::: TEXT EXTRACT :::
Some commentators have attributed the crisis to the sanctions imposed by the Trump administration discontent with the foreign policies pursued by Turkey on many fronts.  The Erdogan government has been too happy to put the blame on “the economic warfare launched by the United States”, rather than years of misguided policies that rendered the economy highly susceptible to political and economic shocks.  It has even enjoyed support from some western governments weary of Trump’s errant foreign policy. Others drew parallels with previous crises in emerging economies, notably the East Asian crisis, placing particular emphasis on the role of external debt in dollars, notably excessive short-term borrowing.

Yilmaz Akyüz

In reality Trump sanctions only acted as a trigger as the economy was sitting on a time bomb.  The currency was already under pressure before the sanctions came into force because of growing awareness of the fragility of the economy.  The lira had lost a quarter of its value against the dollar between January and July 2018.

On the other hand, there are some crucial differences between the underlying vulnerabilities culminating in Turkish and East Asian crises, particularly with respect to the size of current account deficits, the foreign presence in domestic securities, credit and deposit markets, the extent of dollarization and the scope for capital flight by residents.  In all these respects Turkey has been much more vulnerable to currency turmoil than were the East Asian economies in the 1990s.
::: ITEMS :::
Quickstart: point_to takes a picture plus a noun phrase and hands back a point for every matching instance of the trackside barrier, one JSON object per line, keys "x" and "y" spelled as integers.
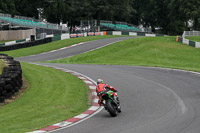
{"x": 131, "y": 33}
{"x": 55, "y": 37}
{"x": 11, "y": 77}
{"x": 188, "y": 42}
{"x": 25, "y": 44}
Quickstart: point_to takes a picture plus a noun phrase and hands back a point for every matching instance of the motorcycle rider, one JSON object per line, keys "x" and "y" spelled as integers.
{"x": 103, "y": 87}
:::
::: ITEMS :::
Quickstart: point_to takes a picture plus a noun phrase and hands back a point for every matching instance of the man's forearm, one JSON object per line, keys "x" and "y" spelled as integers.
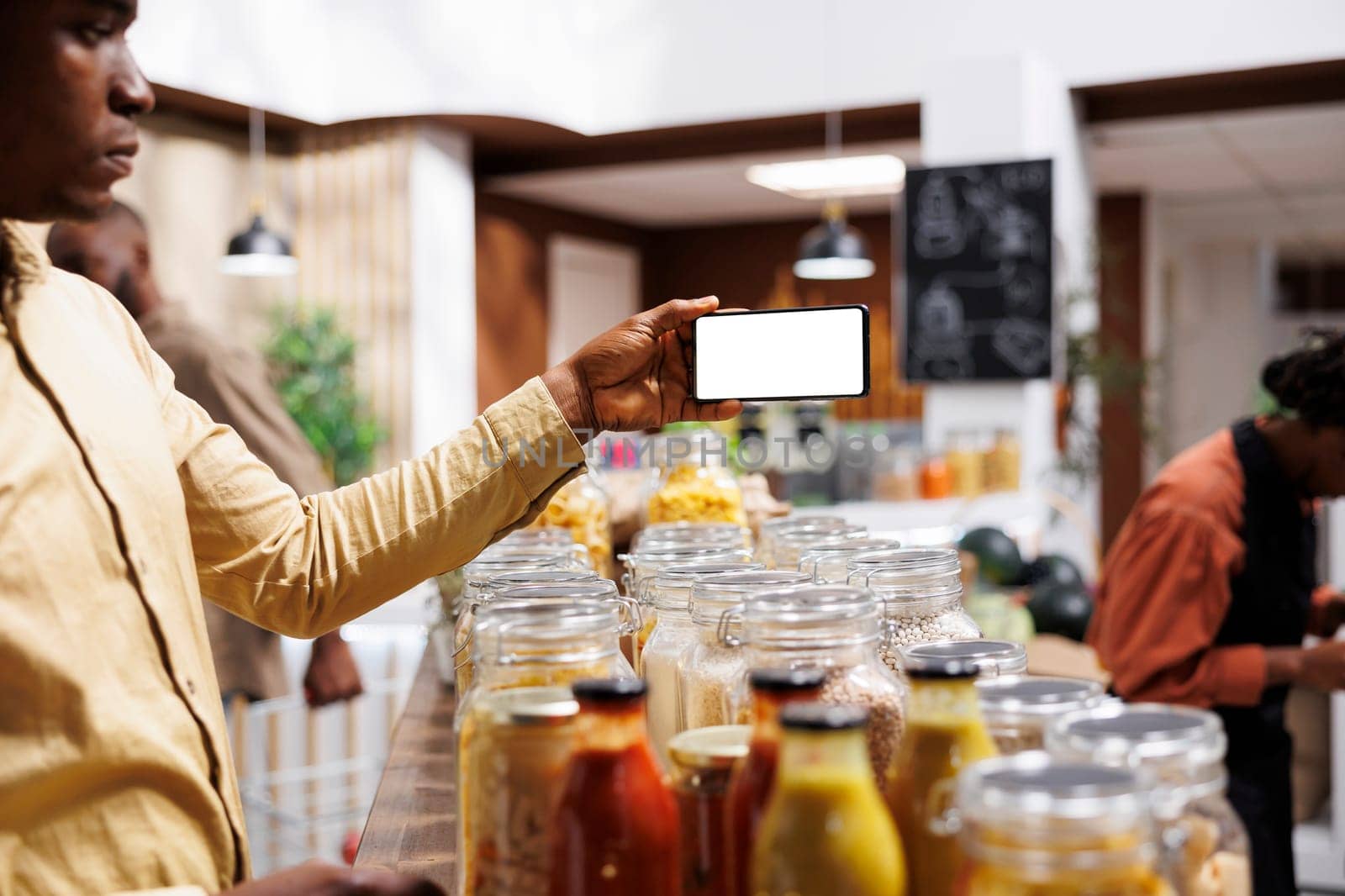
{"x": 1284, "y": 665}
:::
::: ITEMS :::
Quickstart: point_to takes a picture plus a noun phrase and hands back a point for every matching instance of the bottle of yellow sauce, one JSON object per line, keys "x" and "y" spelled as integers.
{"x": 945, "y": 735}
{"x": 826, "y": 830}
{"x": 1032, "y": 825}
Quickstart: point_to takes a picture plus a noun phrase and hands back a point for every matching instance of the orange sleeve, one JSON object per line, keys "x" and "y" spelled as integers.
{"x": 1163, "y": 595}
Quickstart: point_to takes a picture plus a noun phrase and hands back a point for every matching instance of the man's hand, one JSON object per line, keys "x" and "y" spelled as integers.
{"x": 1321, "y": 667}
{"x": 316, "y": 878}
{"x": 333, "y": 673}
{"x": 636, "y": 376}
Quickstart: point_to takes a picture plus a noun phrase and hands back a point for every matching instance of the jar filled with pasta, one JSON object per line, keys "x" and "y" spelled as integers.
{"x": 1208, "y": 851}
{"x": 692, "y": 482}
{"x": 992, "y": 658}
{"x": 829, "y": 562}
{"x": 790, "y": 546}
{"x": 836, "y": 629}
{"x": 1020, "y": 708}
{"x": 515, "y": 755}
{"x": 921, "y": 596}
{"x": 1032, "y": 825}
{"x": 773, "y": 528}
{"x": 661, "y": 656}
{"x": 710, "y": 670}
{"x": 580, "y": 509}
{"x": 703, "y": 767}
:::
*TO DO*
a) In the passage on Turkey's currency crisis, how much value did the lira lose against the dollar between January and July 2018?
b) List every area the passage on Turkey's currency crisis names where its vulnerabilities differed from those behind the East Asian crisis.

*RESPONSES FOR EACH TASK*
a) A quarter of its value.

b)
- The size of current account deficits
- The foreign presence in domestic securities, credit and deposit markets
- The extent of dollarization
- The scope for capital flight by residents